=== Section Start ===

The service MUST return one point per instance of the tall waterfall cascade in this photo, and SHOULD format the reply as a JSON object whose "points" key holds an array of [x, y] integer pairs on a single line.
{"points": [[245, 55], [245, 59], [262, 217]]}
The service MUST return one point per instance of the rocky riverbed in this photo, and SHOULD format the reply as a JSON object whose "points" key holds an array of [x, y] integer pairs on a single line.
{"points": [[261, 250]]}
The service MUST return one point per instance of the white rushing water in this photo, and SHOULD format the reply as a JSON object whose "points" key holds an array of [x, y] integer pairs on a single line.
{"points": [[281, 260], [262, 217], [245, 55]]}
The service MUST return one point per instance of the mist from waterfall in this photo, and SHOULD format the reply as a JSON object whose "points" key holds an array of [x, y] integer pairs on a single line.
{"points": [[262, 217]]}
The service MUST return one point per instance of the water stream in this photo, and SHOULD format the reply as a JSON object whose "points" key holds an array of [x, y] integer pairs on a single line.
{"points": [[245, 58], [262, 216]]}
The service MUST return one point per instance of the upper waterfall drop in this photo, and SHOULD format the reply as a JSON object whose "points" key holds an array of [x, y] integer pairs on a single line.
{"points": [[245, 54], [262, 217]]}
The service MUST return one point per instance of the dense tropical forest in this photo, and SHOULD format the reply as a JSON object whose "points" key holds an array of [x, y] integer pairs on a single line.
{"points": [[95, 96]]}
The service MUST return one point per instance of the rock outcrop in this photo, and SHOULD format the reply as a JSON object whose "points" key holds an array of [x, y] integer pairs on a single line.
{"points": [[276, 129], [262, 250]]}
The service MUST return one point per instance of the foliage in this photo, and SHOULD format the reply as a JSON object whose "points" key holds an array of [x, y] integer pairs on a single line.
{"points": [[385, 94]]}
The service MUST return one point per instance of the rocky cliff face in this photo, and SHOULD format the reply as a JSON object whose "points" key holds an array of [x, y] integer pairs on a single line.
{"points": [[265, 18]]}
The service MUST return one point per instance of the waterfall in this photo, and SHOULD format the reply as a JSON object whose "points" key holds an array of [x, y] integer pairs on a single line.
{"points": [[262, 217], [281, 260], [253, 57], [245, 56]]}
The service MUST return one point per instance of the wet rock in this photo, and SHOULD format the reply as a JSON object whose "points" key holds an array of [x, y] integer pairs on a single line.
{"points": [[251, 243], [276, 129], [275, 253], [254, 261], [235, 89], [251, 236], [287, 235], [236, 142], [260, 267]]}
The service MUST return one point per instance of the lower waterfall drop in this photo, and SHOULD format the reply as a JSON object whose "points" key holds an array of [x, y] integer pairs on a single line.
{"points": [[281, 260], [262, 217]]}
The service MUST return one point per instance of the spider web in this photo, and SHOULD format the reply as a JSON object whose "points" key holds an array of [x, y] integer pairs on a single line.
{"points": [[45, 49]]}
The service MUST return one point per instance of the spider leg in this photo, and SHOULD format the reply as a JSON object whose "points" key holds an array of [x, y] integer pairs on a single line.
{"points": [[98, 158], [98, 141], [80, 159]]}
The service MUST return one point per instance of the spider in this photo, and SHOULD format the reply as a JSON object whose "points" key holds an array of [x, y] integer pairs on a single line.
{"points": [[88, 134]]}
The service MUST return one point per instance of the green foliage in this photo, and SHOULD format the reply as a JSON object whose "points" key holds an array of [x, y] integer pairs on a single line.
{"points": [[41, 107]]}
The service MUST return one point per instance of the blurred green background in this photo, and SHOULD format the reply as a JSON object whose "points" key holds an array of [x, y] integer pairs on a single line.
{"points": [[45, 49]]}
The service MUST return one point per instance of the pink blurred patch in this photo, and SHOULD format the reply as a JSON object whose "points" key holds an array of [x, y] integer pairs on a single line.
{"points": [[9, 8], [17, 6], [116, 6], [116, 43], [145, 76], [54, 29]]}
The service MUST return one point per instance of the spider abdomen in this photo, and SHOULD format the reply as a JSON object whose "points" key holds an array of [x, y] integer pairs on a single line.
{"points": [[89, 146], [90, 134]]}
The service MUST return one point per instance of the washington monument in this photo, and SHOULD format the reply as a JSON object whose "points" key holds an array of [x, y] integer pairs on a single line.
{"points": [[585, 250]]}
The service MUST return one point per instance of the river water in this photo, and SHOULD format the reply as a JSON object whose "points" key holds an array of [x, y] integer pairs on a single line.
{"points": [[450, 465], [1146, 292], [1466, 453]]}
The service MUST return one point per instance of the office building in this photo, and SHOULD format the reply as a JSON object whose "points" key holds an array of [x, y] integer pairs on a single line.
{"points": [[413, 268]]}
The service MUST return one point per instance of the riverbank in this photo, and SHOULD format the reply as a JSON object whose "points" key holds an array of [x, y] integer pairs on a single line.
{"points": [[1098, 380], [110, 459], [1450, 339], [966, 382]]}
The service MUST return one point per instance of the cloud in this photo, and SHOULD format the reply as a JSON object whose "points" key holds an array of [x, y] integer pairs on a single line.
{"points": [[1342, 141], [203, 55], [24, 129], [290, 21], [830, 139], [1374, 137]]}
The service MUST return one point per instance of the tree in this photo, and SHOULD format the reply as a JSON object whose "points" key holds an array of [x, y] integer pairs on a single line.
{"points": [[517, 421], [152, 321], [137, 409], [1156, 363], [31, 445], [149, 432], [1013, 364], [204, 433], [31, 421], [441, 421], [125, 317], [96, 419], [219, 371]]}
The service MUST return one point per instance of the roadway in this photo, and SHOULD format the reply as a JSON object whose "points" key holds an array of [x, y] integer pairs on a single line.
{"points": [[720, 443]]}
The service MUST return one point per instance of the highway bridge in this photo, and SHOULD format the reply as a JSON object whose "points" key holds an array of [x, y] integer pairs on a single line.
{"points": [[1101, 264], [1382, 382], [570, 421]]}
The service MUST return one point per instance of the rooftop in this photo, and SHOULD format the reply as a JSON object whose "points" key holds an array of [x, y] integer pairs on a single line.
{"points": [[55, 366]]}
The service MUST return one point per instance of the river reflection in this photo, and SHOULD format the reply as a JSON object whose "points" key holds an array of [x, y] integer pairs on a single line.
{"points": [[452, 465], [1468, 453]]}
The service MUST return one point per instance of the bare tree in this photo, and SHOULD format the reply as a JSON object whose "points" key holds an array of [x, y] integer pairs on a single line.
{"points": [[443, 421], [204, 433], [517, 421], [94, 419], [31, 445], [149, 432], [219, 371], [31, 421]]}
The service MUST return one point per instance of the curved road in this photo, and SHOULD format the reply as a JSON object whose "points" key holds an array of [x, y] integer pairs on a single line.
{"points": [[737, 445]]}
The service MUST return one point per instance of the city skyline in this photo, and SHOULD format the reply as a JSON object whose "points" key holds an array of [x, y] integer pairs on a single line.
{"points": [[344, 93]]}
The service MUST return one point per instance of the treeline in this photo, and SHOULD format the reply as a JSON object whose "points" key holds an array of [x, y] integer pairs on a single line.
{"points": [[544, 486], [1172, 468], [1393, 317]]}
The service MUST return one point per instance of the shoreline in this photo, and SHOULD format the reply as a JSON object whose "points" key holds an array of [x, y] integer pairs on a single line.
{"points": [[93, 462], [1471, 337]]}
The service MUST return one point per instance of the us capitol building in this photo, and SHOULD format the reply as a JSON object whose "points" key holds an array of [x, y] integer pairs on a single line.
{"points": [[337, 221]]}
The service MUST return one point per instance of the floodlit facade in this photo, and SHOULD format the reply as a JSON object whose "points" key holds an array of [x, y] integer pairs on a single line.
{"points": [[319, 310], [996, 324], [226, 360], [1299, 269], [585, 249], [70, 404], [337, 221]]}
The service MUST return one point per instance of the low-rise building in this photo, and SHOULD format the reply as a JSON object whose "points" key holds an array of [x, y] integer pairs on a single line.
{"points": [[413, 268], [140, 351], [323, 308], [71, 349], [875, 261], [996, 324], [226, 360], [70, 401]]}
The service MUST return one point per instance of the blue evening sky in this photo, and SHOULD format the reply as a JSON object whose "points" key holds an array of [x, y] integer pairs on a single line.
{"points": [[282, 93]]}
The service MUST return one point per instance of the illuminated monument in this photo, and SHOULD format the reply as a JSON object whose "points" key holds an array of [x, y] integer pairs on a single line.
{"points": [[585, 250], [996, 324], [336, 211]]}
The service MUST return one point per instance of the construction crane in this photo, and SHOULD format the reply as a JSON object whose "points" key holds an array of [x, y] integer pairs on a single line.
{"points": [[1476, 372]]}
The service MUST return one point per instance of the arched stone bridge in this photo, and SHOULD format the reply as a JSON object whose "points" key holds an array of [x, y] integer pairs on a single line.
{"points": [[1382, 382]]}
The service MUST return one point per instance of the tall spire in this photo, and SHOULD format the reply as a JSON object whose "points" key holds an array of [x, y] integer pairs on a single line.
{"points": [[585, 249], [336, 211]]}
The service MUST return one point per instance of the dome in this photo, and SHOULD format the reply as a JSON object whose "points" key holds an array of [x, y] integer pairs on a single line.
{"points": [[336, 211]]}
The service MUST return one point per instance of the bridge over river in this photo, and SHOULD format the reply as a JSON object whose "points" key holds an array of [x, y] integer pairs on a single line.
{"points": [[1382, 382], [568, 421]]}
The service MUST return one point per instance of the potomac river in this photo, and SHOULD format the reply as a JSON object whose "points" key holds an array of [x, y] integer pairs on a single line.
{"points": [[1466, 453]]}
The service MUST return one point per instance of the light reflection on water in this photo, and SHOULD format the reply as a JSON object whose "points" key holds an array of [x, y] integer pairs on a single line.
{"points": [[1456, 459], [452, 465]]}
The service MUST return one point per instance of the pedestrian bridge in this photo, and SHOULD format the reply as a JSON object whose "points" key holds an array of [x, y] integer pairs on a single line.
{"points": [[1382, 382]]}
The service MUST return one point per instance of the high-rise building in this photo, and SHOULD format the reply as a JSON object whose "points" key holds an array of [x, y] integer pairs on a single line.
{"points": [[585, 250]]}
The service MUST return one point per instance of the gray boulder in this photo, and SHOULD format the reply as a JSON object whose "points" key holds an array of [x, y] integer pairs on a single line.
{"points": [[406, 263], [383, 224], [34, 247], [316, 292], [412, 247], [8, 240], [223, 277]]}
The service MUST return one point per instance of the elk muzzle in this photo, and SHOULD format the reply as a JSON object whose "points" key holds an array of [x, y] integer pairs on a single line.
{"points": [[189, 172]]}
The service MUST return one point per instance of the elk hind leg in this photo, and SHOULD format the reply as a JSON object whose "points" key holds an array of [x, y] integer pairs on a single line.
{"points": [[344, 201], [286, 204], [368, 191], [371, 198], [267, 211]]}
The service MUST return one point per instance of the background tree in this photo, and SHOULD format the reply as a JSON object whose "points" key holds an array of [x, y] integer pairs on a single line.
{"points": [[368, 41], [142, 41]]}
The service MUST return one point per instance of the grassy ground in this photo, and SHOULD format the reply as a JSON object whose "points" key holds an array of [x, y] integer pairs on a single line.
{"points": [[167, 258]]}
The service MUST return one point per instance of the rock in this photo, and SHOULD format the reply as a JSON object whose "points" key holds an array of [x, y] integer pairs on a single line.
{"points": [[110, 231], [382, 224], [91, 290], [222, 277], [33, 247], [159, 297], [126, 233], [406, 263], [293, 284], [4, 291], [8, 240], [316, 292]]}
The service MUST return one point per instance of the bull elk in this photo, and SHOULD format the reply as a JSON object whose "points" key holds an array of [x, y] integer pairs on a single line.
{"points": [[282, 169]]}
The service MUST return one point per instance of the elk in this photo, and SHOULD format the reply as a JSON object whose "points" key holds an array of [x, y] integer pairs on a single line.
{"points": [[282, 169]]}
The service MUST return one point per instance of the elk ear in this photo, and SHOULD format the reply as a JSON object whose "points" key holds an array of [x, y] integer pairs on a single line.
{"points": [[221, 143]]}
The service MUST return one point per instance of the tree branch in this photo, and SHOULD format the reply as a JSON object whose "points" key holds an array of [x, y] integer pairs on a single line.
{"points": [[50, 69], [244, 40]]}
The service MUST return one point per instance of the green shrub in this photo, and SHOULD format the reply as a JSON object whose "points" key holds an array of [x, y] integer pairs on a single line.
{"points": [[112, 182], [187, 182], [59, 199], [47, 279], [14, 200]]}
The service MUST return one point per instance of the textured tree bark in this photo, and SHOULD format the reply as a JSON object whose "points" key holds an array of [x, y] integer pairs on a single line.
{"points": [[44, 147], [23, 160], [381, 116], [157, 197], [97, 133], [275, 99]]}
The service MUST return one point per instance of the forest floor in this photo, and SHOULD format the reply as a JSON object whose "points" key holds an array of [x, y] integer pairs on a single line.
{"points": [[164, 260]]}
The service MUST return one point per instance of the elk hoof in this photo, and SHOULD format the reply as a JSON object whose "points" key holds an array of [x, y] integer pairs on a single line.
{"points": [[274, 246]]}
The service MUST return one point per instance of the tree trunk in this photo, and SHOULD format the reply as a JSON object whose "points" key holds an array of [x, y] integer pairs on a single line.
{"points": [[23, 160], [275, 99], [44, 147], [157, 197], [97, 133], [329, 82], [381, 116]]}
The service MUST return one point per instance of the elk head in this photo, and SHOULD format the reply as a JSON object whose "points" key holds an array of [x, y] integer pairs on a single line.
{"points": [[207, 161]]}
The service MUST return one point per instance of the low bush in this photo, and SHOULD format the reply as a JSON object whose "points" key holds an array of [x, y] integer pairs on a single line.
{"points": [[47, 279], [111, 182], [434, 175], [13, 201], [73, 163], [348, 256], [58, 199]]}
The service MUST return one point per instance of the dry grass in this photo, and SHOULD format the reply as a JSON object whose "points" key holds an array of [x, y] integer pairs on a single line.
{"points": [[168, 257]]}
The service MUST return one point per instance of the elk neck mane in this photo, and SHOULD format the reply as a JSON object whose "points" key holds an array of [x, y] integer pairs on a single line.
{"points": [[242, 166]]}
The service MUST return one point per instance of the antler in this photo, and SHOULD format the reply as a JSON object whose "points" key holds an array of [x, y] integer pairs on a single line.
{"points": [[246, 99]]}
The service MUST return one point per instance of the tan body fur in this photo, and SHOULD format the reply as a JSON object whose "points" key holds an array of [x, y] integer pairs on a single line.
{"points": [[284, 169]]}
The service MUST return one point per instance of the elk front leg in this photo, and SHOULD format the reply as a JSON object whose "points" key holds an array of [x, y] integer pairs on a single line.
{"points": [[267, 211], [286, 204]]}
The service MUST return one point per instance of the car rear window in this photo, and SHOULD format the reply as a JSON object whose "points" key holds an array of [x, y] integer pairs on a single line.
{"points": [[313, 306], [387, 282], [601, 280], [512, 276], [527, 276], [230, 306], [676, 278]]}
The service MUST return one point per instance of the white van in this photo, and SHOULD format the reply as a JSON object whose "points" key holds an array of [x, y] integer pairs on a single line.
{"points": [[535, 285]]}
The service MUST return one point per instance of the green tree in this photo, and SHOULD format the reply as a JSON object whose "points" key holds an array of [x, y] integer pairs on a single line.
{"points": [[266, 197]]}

=== Section End ===

* Goal of the exercise
Write out the lines of the records exactly, starting at the one holding "the green tree" and ending with the last line, and include no others.

* Task output
The service MUST return one point per instance of the green tree in this photo, and SHOULD format the reply as a JSON object whose "points" key holds an array of [x, y] integer pairs on a single line.
{"points": [[266, 197]]}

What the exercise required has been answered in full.